What to work on: Exactly reproduce the lines from the line that has "of the leafy" down to the last line of the entries, inclusive.

Source material:
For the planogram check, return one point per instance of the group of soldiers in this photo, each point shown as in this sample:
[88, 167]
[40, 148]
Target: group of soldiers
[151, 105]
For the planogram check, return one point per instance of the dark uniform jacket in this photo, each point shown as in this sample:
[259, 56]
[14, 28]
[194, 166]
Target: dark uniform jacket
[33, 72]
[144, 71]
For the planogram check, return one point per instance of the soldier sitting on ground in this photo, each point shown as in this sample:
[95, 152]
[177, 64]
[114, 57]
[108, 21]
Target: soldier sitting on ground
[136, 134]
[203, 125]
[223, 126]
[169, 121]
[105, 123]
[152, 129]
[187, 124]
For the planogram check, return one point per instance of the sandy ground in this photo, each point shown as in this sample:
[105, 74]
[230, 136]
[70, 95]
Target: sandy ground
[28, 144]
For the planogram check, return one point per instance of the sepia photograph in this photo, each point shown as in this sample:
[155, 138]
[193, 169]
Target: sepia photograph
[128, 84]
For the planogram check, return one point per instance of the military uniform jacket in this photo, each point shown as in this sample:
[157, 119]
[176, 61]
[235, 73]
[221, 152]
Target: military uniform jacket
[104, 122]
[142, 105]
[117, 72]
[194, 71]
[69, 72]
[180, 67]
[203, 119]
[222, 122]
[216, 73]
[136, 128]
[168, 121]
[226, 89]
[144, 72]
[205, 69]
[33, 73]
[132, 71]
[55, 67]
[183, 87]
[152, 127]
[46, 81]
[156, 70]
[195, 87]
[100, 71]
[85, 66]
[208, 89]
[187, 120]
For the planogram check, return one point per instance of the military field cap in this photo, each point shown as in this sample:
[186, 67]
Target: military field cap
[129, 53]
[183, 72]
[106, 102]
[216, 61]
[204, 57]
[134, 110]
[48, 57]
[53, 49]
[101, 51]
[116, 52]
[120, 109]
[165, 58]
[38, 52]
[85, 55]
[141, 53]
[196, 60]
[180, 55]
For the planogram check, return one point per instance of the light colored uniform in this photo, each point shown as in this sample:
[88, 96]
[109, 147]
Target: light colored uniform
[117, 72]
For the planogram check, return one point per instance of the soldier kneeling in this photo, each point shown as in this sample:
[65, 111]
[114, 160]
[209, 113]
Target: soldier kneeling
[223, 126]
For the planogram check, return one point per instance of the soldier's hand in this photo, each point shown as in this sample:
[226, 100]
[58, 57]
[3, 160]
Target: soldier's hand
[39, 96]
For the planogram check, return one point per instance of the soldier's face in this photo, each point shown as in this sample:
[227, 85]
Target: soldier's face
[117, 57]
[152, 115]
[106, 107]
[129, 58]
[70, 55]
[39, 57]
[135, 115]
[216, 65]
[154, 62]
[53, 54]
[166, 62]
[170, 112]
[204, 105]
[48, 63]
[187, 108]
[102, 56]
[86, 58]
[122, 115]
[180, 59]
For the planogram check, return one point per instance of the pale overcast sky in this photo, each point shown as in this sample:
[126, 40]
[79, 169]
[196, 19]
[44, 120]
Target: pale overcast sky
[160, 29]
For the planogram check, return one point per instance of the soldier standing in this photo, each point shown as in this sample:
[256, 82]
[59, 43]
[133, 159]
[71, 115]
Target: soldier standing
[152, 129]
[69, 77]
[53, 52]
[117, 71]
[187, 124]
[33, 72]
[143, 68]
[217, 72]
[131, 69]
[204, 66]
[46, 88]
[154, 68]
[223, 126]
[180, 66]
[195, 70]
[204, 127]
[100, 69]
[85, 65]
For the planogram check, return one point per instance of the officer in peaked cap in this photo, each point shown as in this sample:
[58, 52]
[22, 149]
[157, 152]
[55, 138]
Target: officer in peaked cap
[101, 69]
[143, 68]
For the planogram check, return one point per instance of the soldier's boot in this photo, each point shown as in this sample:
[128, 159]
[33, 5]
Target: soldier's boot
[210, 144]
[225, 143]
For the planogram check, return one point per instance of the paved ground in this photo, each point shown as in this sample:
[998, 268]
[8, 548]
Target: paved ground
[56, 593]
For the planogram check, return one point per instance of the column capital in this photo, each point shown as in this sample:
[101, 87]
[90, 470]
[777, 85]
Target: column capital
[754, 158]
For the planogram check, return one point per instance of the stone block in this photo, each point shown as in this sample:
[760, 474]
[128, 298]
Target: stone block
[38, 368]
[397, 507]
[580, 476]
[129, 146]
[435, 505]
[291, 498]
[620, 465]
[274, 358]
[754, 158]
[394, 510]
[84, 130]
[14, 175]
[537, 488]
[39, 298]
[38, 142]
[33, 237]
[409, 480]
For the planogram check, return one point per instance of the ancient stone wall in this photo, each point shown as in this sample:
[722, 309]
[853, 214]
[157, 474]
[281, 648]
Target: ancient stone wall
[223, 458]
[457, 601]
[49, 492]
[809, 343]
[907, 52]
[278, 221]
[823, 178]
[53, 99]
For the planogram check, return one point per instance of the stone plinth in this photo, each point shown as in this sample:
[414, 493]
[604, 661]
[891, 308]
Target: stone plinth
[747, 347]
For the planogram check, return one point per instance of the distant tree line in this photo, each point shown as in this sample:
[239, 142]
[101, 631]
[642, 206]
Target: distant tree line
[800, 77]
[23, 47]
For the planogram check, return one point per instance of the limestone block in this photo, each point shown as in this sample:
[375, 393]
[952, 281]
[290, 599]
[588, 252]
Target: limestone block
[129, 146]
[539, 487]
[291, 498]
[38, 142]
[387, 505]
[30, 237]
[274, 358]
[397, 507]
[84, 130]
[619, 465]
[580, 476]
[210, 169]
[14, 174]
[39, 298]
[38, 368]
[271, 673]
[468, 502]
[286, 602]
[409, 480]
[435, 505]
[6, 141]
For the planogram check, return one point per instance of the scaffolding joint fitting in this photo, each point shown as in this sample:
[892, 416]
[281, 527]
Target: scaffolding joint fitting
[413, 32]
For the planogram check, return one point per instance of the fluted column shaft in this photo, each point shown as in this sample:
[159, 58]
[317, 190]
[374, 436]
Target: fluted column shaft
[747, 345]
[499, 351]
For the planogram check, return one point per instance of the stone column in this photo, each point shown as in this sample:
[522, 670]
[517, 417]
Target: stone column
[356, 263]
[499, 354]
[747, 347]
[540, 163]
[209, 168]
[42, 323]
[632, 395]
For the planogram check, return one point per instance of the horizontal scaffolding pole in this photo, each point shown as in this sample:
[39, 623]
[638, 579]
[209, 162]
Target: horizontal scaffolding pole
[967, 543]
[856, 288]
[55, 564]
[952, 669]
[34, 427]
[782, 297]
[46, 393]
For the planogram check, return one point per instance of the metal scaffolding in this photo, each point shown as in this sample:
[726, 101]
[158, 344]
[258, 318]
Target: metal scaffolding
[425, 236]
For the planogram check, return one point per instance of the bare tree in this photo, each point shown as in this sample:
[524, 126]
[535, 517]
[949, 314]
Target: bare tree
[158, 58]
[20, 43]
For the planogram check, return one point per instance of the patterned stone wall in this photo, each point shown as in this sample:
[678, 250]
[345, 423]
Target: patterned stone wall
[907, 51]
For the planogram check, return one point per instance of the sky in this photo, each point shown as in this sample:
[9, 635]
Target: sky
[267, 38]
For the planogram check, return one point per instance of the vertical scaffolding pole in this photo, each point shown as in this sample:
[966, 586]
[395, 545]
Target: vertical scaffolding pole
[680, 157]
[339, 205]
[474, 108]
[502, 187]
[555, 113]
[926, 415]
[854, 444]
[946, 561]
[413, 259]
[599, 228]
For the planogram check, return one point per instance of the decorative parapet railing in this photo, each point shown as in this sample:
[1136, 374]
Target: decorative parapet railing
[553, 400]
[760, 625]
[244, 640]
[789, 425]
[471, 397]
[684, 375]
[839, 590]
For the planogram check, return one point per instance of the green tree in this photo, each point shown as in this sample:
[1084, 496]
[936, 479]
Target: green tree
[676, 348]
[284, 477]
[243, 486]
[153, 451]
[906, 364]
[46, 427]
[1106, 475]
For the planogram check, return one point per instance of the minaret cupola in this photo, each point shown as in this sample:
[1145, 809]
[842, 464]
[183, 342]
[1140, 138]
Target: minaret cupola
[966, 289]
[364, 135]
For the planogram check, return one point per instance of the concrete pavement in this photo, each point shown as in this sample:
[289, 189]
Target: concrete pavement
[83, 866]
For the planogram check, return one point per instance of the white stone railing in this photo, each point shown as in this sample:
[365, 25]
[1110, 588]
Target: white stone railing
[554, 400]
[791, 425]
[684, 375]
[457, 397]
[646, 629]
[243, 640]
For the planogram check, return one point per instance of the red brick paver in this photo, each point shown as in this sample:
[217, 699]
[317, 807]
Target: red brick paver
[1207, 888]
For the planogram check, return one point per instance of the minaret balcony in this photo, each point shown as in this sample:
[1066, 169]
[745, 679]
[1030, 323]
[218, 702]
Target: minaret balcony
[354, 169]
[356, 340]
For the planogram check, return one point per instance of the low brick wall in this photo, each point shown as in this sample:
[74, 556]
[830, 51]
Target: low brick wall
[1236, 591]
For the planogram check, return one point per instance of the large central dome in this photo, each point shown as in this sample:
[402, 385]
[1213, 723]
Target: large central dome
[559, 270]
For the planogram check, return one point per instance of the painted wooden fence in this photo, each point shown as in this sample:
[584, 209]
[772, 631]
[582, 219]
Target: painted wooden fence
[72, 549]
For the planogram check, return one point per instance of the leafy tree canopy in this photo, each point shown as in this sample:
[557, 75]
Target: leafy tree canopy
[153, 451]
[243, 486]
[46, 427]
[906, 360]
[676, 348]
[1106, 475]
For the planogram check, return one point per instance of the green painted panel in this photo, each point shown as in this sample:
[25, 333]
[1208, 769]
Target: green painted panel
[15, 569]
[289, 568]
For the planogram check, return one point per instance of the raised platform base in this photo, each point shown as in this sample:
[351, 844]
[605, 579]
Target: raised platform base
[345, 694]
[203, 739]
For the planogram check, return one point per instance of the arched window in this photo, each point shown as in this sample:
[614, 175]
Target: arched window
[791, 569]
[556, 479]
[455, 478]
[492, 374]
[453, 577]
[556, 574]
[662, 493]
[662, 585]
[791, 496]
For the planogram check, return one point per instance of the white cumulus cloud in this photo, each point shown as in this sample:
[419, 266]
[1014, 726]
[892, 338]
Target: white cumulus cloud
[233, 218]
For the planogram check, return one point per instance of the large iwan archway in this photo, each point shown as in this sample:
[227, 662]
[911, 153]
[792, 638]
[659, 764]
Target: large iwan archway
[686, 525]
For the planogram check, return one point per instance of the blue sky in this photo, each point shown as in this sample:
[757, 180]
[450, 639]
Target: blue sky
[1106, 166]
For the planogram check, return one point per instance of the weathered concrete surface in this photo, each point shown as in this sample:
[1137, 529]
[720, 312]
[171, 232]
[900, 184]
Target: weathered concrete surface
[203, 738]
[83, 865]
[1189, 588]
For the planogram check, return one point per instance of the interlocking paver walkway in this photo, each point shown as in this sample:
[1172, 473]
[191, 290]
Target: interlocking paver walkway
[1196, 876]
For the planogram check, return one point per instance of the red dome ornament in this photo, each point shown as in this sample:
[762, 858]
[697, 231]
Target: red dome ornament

Answer to this task:
For the planogram check, return one point per instance of the leafy tree canopy in this photo, each point shown as in this sample:
[557, 75]
Target: leafy tree canopy
[153, 451]
[243, 486]
[46, 427]
[906, 360]
[676, 348]
[1106, 475]
For the planogram check, return one point per instance of the green painted panel in this photo, each point shown as in this sample:
[25, 333]
[1208, 769]
Target: green painted panel
[15, 569]
[289, 568]
For the planogram check, return one point per instance of the raised platform base in this photo, each point shown as in this sample:
[351, 844]
[605, 579]
Target: raised platform base
[345, 694]
[203, 739]
For the planogram check, return one point per instance of the arched window in this photo, each point shown as in this sample:
[614, 175]
Target: arched window
[791, 569]
[556, 479]
[455, 478]
[492, 374]
[453, 577]
[556, 574]
[662, 493]
[662, 585]
[791, 496]
For the planogram check, return one point per instance of the white cumulus cloud in this photo, each point shown as in this sample:
[419, 266]
[1014, 726]
[892, 338]
Target: white cumulus cloud
[233, 218]
For the planogram check, return one point per instance of the large iwan archway in this photo, each point shown as in this sample:
[227, 662]
[911, 153]
[792, 638]
[659, 764]
Target: large iwan archway
[686, 525]
For the planogram check, return one point per instance of the blue sky in this photo, each point shown as in this sample:
[757, 180]
[450, 639]
Target: blue sky
[1106, 166]
For the planogram check, return one point per instance of the weathered concrete surface in this photo, each point shown as in this sample:
[1137, 529]
[720, 312]
[171, 232]
[900, 184]
Target: weathered concrete surface
[203, 738]
[83, 865]
[1189, 588]
For the planogram check, return one point per instance of the interlocking paver walkway in this photo, each point shown as in this sample:
[1172, 473]
[191, 290]
Target: interlocking paver walkway
[1196, 876]
For the planogram check, return one point per instance of the red dome ornament in this photo, each point shown as in this sample:
[762, 858]
[697, 231]
Target: red dome ornament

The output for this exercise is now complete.